HOME OPINI DIDAKTIKA

  • Sabtu, 28 September 2024

Pantai Barat Sumatera: Pesona Alam, Makanan, Dan Situs Bersejarah

Benteng Malboro
Benteng Malboro

Pantai Barat Sumatera: Pesona Alam, Makanan, dan Situs Bersejarah

Oleh Nofri Duino Zora

Pernahkah Anda membayangkan perjalanan begitu panjang menyusuri bibir pantai Pulau Sumatera? Bayangkan Anda meninggalkan kota, lalu menyaksikan keanggunan ciptaan Tuhan dalam menyusuri jalanan di sisi pantai barat Sumatera nan indah. Pagi itu, Sabtu, 30 Agustus 2024, saya bersama teman-teman dari SURI, UNAND, dan SOAS, memulai perjalanan panjang dari Padang ke Palembang melalui Bengkulu. Kami sebagai tim, berbekalan tekad yang kuat serta doa tulus dari kerabat, lalu meningggalkan hiruk-pikuk kota Padang. Perlahan gedung-gedung tinggi semakin mengecil di pupil mata, maknanya kami telah beranjak dari padatnya kota.

Desiran ombak yang selalu setia mengecup bibir pantai, membuyarkan pandangan kami. Tidak bisa dipungkiri bahwa ciptaan Tuhan tidak bisa ditembus akal, bukan sekedar indah namun ada rasa syukur berkali-kali kami ungkapkan. Biru membias ke cahaya matahari, pantai itu indah orang biasa menyebutnya dengan Mandeh. Perjalanan kami tiba di Pesisir Selatan, seperti kata orang kebanyakan: “sejuta pesona”. Ternyata tidak, justru “milyaran” pesona menghiasai kawasan ini. Di tepi pantai di bawah bukit nan hijau, suara burung bercengkarama seakan memijak pundak kami, setiap langkah terasa seperti melodi alam yang menyatu dengan hembusan angin. Tidak lengkap rasanya apabila momen ini tidak diabadikan. Kami berhenti di salah satu destinasi wisata Puncak Paku. Dua langkah keluar dari mobil, kami pun terdiam. Mata kami langsung dimanjakan oleh pemandangan laut yang begitu menenangkan. Dua pulau menjadi penambah rona laut. Aku mengambil kamera canon DSLR, mulai menjelajah setiap sudut pantai. Alan Darmawan, peneliti dari School of Oriental and African Studies (SOAS), yang bertahun-tahun tinggal di Eropa, berpose ala Eropanya,. Kemudian kami berbincang-bincang dengan pemandu wisata sederhana, tidak mengenakan atribut semestinya. Ia menjelaskan asal usul nama pantai ini, tidak lupa berbagi pengalaman selama menjadi pemandu wisata yang tidak bernomor itu. Sungguh, mulia sekali hati beliau mau dan mampu menjelaskan secara detail hal ihwal surga dunia ini. Sementara itu, Aku dan Hari Sofyan, asyik menekan tombol kamera. Desiran angin laut menjadi pelengkap atmosfer kesempurnaan. Setiap elemen yang kami potret seakan menyatu dengan alam, satu bingkai gambar yang akan selalu mengingatkan pada kedamaian pantai ini.

## PERMINTAAN
Tuliskan tanpa perubahan bagian teks tentang perjalanan di pantai barat Sumatera, dimulai dari kata-kata "HOME OPINI DIDAKTIKA" dan berlanjut hingga kata-kata "dari padatnya kota.". Materi berikut sama sekali tidak digunakan di sini.

## KUMPULAN DATA
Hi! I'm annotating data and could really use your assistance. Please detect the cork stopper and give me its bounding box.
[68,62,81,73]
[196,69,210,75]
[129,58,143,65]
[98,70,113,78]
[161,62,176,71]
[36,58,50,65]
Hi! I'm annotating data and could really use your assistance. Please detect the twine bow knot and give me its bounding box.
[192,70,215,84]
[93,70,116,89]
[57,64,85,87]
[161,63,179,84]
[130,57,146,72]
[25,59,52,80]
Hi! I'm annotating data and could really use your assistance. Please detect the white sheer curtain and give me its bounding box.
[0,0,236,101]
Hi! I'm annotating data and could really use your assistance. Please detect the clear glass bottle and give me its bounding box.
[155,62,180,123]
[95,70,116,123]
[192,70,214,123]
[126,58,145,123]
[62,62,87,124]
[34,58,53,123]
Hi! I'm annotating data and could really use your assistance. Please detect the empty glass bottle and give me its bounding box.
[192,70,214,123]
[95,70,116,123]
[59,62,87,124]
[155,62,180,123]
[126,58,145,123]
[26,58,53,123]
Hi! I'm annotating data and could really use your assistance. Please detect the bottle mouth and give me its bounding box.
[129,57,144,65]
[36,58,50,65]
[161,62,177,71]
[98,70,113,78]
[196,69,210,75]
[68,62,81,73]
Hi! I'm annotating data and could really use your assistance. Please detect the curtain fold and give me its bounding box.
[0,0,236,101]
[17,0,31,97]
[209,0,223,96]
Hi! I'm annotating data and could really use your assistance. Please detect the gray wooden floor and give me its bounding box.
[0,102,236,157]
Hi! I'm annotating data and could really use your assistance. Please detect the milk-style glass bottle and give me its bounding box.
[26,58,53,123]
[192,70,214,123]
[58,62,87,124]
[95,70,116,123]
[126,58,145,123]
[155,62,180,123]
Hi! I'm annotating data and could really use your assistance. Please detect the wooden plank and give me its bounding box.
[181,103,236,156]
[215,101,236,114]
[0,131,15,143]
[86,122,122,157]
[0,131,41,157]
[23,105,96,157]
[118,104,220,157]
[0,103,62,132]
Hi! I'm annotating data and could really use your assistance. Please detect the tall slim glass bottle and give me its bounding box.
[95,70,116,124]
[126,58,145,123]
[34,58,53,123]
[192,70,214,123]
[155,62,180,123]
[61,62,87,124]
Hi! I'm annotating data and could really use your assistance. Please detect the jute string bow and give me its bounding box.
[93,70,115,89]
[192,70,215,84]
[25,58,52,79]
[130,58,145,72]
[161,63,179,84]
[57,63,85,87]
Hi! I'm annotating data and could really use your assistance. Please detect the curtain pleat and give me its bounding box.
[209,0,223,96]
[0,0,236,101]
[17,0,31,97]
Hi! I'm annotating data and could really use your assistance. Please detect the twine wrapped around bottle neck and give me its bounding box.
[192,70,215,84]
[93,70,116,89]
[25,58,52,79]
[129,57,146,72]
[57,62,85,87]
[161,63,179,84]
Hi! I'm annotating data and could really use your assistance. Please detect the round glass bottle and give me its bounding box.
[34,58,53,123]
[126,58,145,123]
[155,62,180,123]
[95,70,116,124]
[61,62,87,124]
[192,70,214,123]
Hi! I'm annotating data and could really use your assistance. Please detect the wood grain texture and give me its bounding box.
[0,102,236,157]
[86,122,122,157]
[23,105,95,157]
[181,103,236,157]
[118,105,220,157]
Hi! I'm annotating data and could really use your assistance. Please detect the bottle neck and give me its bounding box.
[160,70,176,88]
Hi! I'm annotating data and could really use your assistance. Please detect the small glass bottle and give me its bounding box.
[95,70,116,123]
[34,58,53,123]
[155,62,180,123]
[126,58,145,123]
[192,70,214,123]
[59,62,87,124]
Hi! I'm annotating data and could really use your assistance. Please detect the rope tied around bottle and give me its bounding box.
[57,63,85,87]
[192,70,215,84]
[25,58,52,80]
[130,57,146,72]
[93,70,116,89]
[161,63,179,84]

---

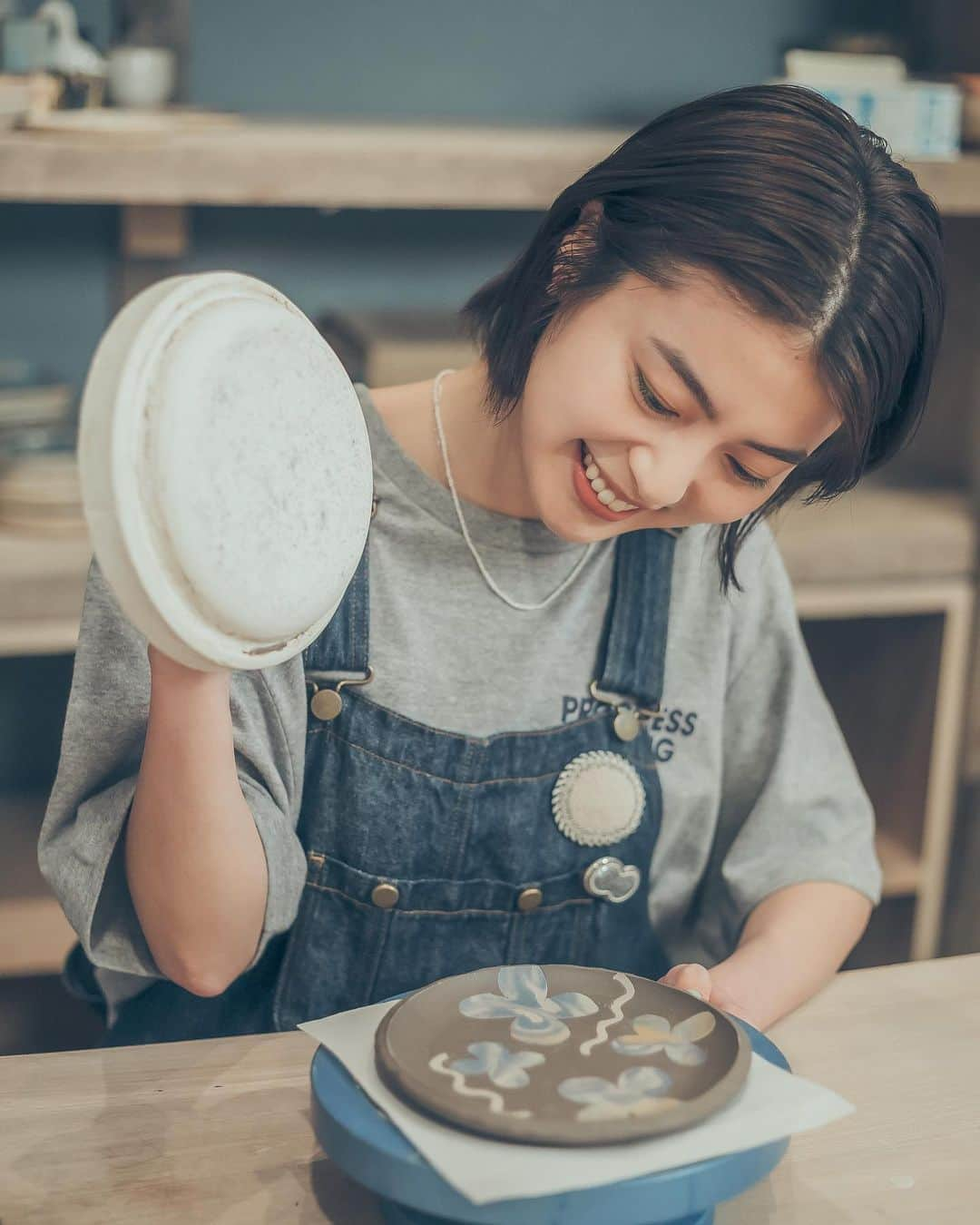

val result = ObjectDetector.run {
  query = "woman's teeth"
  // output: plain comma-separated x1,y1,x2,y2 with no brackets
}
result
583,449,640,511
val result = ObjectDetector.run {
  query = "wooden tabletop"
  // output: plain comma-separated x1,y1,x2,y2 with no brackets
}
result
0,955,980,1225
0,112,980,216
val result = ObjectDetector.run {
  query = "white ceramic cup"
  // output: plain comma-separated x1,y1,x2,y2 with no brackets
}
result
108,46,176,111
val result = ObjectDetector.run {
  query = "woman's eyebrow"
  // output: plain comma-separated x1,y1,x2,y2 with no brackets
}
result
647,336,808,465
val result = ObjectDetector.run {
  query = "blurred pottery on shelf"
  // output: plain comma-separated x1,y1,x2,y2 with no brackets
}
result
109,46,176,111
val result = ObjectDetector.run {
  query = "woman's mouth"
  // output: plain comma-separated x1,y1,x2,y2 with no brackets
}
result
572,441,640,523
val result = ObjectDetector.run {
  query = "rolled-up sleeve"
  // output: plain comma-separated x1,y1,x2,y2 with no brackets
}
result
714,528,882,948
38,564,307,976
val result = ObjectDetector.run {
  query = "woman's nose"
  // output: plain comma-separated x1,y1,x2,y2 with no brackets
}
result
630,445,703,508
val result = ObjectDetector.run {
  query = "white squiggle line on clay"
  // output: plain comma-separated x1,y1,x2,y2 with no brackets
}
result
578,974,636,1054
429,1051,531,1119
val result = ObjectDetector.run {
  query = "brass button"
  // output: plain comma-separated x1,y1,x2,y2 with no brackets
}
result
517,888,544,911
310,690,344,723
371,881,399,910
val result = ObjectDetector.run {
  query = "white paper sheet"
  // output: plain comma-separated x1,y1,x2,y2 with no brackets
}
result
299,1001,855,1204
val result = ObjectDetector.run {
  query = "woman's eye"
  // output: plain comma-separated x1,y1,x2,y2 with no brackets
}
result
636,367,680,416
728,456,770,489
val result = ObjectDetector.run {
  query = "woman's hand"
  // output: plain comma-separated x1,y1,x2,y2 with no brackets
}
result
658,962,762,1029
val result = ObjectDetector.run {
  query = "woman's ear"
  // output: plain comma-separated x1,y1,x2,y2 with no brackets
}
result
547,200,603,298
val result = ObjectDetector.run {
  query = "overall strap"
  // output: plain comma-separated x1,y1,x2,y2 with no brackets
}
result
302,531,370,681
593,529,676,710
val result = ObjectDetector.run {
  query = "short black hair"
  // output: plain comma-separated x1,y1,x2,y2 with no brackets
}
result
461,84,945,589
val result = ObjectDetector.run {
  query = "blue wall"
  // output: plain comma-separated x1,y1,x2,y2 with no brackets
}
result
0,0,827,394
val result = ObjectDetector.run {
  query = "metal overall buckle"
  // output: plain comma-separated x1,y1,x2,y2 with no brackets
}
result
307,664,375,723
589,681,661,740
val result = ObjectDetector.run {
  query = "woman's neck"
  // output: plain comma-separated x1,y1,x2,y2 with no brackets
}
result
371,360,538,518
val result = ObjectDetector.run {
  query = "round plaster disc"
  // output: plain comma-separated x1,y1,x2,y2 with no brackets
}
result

## JAWABAN YANG DIHARAPKAN
HOME OPINI DIDAKTIKA

  • Sabtu, 28 September 2024

Pantai Barat Sumatera: Pesona Alam, Makanan, Dan Situs Bersejarah

Benteng Malboro
Benteng Malboro

Pantai Barat Sumatera: Pesona Alam, Makanan, dan Situs Bersejarah

Oleh Nofri Duino Zora

Pernahkah Anda membayangkan perjalanan begitu panjang menyusuri bibir pantai Pulau Sumatera? Bayangkan Anda meninggalkan kota, lalu menyaksikan keanggunan ciptaan Tuhan dalam menyusuri jalanan di sisi pantai barat Sumatera nan indah. Pagi itu, Sabtu, 30 Agustus 2024, saya bersama teman-teman dari SURI, UNAND, dan SOAS, memulai perjalanan panjang dari Padang ke Palembang melalui Bengkulu. Kami sebagai tim, berbekalan tekad yang kuat serta doa tulus dari kerabat, lalu meningggalkan hiruk-pikuk kota Padang. Perlahan gedung-gedung tinggi semakin mengecil di pupil mata, maknanya kami telah beranjak dari padatnya kota.